[A block of data]
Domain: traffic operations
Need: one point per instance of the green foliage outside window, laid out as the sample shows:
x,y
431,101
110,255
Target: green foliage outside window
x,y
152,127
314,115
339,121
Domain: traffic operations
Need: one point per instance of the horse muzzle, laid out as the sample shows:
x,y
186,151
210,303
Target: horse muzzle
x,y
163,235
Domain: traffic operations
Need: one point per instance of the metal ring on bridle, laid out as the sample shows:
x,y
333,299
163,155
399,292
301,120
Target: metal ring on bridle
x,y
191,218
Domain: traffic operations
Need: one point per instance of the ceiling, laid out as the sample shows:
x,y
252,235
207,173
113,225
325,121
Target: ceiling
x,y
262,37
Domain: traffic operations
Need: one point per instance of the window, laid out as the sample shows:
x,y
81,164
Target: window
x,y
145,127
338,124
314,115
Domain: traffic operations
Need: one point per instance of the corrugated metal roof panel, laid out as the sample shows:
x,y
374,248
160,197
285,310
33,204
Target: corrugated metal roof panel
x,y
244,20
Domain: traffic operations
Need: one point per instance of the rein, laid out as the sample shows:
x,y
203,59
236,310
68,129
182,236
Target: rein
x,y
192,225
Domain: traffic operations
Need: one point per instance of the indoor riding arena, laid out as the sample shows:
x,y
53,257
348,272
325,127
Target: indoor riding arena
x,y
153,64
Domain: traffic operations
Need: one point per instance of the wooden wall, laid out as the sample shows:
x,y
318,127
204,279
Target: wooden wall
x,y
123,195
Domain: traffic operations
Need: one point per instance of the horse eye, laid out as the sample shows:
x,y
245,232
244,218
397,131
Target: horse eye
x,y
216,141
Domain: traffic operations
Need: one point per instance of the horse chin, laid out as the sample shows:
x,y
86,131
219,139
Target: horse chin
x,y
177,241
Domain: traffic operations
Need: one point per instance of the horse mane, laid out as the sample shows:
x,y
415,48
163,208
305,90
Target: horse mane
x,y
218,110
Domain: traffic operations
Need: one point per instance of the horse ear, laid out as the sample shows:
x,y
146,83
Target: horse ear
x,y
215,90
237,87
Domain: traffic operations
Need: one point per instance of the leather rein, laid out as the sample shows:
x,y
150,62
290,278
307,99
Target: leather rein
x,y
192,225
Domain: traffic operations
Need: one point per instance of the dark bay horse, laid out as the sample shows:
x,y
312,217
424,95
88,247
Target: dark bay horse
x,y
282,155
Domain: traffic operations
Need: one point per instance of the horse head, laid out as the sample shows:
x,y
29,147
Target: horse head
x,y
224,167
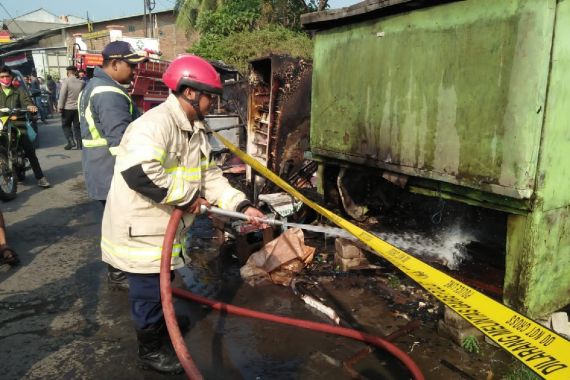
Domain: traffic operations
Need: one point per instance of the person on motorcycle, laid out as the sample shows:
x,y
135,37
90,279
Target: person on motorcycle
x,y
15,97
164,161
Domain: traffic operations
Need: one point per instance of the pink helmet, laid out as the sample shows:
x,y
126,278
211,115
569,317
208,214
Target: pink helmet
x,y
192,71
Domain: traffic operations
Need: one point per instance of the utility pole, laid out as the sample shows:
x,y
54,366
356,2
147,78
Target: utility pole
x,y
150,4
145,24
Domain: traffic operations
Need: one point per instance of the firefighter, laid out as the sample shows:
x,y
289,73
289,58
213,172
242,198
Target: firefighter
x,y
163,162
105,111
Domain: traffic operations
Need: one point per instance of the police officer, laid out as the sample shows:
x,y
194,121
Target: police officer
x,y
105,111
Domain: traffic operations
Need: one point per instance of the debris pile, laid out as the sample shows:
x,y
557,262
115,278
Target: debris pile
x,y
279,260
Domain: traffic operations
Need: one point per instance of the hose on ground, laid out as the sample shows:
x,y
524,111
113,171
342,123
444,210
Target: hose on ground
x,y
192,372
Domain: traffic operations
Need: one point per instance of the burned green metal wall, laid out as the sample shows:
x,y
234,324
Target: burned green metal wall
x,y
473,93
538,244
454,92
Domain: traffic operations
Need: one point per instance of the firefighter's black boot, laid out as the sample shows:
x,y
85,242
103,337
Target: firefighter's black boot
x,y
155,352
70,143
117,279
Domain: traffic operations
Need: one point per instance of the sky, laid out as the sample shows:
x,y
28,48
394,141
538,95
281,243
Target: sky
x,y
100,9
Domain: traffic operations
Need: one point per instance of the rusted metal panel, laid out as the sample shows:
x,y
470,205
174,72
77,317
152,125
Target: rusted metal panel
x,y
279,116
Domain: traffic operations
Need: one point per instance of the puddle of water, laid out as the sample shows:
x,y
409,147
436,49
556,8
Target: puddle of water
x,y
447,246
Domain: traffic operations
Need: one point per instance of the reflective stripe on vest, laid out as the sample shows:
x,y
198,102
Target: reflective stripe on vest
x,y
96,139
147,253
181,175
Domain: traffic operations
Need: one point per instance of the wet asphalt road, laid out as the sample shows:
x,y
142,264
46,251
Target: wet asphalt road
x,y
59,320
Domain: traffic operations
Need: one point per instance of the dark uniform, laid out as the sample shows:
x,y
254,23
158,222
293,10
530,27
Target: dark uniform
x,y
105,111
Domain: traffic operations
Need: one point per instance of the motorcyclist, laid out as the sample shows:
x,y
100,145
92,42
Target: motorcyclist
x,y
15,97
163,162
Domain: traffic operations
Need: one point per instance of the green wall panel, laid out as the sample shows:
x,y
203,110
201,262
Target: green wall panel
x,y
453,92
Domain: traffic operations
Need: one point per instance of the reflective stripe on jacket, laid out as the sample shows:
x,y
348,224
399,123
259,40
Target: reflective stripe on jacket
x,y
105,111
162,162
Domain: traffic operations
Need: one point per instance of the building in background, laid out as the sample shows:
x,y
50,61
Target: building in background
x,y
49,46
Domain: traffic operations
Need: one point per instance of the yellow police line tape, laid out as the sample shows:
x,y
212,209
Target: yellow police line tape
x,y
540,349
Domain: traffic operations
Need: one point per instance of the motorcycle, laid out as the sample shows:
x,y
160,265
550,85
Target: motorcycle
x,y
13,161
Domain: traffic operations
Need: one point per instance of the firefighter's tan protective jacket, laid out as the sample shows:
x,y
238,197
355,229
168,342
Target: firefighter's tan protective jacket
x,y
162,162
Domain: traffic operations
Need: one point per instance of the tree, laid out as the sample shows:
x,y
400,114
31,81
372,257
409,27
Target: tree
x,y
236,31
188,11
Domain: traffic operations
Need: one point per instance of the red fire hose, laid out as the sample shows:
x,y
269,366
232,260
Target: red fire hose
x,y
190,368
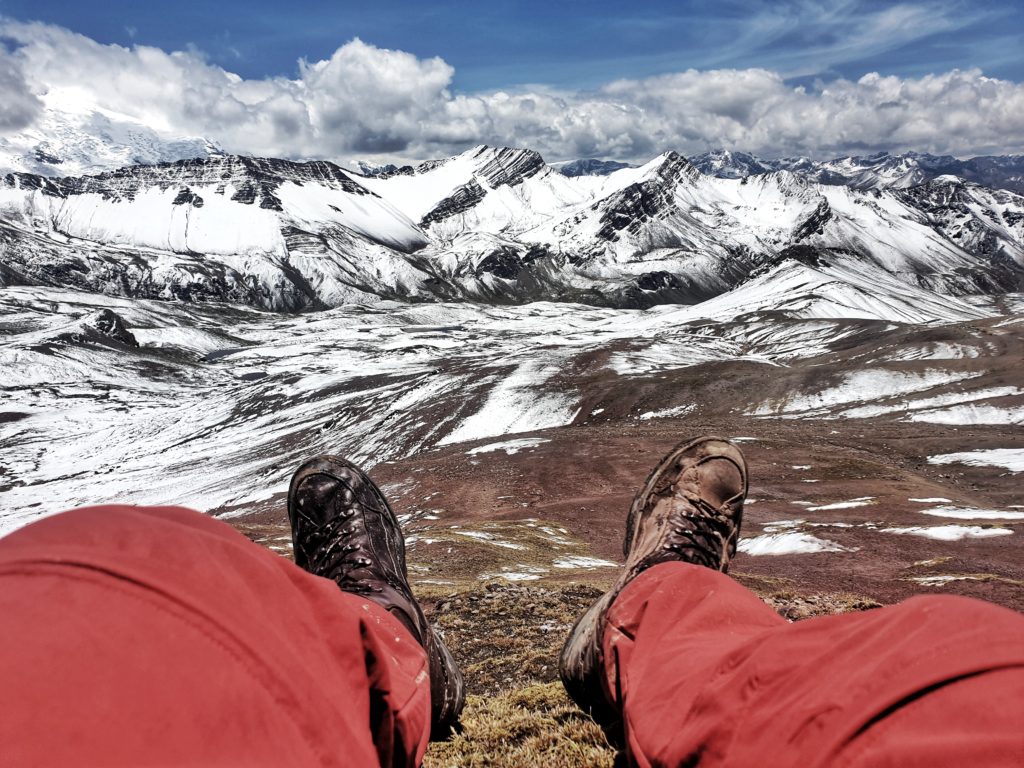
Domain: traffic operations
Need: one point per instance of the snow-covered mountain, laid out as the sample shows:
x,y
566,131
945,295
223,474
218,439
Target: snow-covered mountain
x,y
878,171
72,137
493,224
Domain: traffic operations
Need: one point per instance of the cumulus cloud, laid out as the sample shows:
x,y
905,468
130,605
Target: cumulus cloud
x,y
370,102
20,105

---

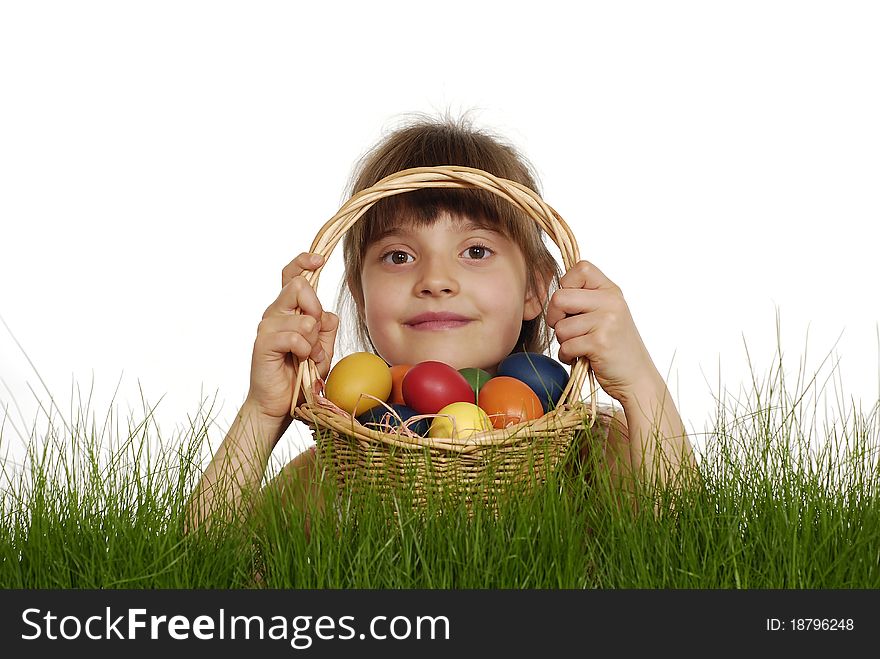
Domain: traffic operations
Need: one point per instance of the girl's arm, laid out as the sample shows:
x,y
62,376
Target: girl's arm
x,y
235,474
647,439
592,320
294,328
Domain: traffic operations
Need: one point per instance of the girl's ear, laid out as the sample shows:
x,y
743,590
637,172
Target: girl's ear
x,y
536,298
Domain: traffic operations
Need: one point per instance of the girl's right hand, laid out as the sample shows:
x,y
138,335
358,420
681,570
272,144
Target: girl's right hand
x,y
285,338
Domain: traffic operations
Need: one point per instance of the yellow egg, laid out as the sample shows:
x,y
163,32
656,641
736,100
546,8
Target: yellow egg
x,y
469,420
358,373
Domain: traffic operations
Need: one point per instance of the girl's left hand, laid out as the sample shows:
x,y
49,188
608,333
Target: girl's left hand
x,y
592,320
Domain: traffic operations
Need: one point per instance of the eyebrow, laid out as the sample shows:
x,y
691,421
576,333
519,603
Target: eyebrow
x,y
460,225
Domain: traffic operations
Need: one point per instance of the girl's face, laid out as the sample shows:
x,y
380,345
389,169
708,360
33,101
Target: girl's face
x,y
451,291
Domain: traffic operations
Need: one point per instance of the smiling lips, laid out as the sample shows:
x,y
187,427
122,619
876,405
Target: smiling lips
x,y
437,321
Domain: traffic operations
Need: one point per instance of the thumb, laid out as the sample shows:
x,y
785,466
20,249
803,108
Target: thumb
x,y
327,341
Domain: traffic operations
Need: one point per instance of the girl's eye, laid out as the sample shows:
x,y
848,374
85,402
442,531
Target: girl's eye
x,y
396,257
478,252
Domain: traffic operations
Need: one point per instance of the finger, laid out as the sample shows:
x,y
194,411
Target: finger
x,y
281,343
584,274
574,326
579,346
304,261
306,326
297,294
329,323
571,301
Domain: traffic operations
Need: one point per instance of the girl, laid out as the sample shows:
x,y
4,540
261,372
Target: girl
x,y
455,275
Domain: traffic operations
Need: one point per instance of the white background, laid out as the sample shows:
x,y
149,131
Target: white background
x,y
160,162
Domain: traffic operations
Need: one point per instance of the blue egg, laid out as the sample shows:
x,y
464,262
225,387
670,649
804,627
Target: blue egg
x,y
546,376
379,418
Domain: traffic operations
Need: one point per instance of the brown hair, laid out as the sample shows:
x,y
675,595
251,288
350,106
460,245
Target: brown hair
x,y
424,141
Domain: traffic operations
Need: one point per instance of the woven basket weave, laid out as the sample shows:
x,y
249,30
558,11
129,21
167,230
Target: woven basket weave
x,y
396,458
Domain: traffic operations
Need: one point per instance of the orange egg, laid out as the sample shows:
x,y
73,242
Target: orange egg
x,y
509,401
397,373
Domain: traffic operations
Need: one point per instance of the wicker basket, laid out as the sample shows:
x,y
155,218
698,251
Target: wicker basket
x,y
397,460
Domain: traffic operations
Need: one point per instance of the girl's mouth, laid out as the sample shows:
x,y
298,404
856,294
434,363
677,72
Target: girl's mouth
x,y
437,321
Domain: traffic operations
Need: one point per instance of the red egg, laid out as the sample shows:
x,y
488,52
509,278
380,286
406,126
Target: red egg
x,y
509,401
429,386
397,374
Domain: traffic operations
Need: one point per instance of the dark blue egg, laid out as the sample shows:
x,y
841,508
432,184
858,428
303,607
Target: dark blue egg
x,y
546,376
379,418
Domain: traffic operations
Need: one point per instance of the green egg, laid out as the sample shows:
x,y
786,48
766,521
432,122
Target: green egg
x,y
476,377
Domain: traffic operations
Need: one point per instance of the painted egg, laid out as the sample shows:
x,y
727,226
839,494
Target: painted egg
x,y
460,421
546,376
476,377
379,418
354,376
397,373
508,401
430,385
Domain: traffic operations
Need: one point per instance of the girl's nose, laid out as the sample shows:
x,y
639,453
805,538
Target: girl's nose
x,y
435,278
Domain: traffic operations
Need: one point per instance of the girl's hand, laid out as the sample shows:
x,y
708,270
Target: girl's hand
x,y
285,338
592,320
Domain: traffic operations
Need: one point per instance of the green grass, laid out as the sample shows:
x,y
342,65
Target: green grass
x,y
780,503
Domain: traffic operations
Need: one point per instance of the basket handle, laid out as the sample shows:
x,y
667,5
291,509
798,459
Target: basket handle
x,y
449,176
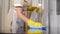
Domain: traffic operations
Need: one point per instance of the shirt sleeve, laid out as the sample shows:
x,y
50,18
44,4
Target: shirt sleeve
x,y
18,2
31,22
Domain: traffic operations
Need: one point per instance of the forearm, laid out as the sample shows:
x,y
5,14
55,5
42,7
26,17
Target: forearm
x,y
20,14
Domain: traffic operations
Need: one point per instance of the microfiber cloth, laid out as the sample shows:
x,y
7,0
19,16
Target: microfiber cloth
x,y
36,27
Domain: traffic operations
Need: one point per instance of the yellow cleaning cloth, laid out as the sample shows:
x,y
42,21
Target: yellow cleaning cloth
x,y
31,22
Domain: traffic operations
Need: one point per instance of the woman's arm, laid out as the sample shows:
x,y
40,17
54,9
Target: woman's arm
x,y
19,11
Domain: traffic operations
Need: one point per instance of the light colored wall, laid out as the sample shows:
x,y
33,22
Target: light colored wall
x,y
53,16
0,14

==

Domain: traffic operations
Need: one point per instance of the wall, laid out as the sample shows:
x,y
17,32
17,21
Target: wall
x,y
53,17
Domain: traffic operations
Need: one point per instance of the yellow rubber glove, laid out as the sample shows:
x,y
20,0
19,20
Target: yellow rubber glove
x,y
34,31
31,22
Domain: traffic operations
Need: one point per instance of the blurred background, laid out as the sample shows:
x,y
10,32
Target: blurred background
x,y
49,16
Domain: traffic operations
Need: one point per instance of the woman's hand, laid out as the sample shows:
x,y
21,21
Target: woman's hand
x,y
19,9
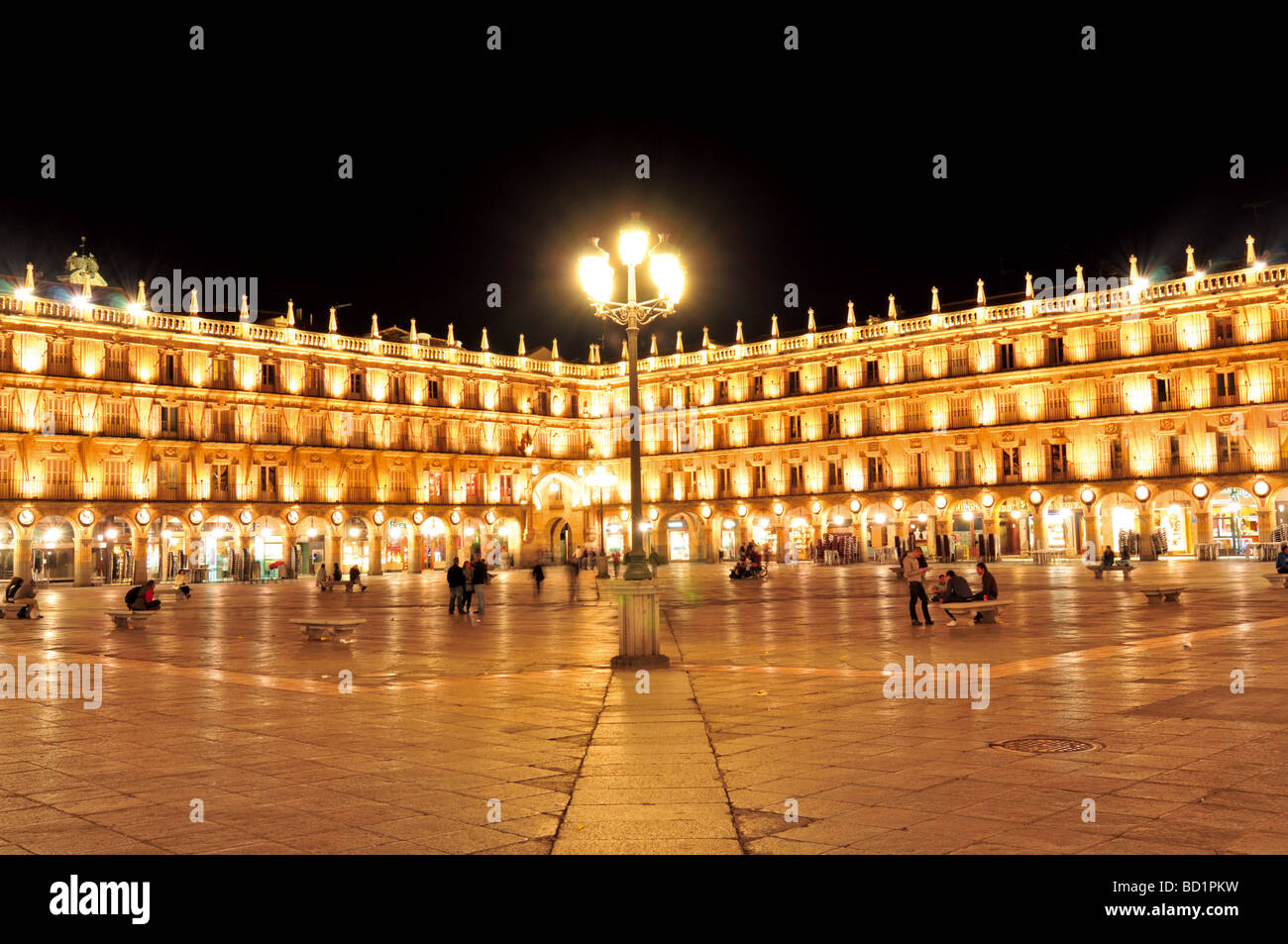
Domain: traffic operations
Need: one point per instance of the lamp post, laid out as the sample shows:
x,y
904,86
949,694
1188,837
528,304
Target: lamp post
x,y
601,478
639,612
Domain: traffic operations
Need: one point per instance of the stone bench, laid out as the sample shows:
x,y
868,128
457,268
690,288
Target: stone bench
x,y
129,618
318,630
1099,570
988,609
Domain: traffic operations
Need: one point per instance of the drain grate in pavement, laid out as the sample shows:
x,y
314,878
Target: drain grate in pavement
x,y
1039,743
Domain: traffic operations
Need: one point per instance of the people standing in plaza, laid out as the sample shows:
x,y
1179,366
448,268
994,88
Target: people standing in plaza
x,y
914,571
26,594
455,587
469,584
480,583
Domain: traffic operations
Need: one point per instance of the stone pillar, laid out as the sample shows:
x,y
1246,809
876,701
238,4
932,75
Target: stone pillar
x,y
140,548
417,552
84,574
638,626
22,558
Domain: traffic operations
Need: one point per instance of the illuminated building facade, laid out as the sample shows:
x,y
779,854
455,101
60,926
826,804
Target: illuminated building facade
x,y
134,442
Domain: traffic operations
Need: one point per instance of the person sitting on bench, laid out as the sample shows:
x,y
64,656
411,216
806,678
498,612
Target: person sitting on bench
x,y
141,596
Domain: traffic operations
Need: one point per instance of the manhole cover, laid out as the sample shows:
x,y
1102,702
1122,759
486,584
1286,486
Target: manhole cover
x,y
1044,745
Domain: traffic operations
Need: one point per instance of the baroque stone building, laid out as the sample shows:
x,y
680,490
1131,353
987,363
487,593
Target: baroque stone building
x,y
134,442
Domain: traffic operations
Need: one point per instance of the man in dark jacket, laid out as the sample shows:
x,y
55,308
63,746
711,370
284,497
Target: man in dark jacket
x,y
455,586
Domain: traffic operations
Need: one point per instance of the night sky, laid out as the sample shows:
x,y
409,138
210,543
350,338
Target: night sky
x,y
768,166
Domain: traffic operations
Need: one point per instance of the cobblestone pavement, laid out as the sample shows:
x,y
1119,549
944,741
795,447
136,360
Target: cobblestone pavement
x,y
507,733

> _Aim_
Filter the records above down to every line that contains the string "yellow", and copy each such line. Treat uppercase and lowercase letters as distinct.

> _Written answer_
Need: one point per instance of the yellow police line tape, laid out as the sample shows:
Target: yellow police line tape
Need: one point per instance of the yellow egg, laid out as the sample shows:
Target: yellow egg
Need: one point per instance of the yellow cleaning cloth, laid out as the sample shows:
Target: yellow cleaning cloth
Need: one point per instance of the yellow rubber glove, laid out as the sample shows:
Target: yellow rubber glove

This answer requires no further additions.